**Text shown**
Hampton Academy & High School

The enabling Act of 1872 was still in effect so, a dozen years later, it was resurrected in the planning for a public high school. At a special meeting in January 1884, the Trustees set up a committee “to investigate or learn the feeling outside of the Board in regard to the school.” On July 16. 1885, the Board voted “to accept the offer of the “Town in regard to organizing a high school in connection with Hampton Academy.” Dr. William T. Merrill, who was also Superintendent of Schools in Hampton, was authorized “to do what he shall consider the best for the school in connection with the com. appoint. by the town.” On a more mundane level, the Board voted “to build a fence from the Academy building, the northeast corner to meet the out building.”

Superintendent (and Trustee) Merrill was wholeheartedly in favor of a public high school. In his annual report to the Town, dated February 26, 1885, he had written: “Let this community awake to our educational wants. The time has come to establish a high school; it has long been needed to crown the work of the lower grades, by filling its pupils to be intelligent and useful citizens. Private schools cannot bring education to the doors of all, neither can they assume sufficient independence to accomplish the best results: they can furnish the poor no extra advantages. On the other hand the lower grades can teach but little that expands the mind and some generally accessible means should be provided for making thinking citizens. A high school must have an influence on the lower grades. Something higher to be obtained is a great incentive, arousing new energies and earnestness, for they see something beyond. Many towns can furnish ample evidence of increased intelligence, promoted industry, and enhanced value of property through the influence of their high schools. An educated class in a community is worth to that community all the additional expense of a higher education.”

Thus on September 14, 1885, Hampton Academy and High School opened under principal Jack Sanborn of Hampton Falls. After three-quarters of a century, the era of “The Proprietary School in Hampton – Hampton Academy” had come to an end.

According to the Town Report for the year ending March 1, 1886, 54 students were enrolled during the Fall and Winter Terms (1885-86 school year). Ten boys and seven girls made up the Middle Class while 20 boys and 17 girls constituted the Junior Class. Average daily attendance for the two terms was 50 pupils. In a report on the beginning of the High School, Dr. Merrill (writing for the Board of Education) stated: “It is becoming more and more evident that the free public high school will soon become as highly prized as the elementary schools. Here all will be done that can be done to push as far and high as possible, a course of education adopted to the wants of all classes of citizens, and render it an instrument of the highest possible good…. At the beginning of the next year, the school should be provided with Philosophical and Chemical apparatus, which are almost indispensable. We also need a reference library…. Next year a class will be ready for graduation which I believe will do credit to the school. At the close of the present year some public exercise should take the place of graduation exercises.”

**Exercise requirements**
According to the Hampton Academy text above, on what date did Hampton Academy and High School open, and who was its principal?

Point annotation records

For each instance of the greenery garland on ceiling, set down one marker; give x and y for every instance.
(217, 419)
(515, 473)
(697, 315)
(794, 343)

**Result of this exercise**
It opened on September 14, 1885, under principal Jack Sanborn of Hampton Falls.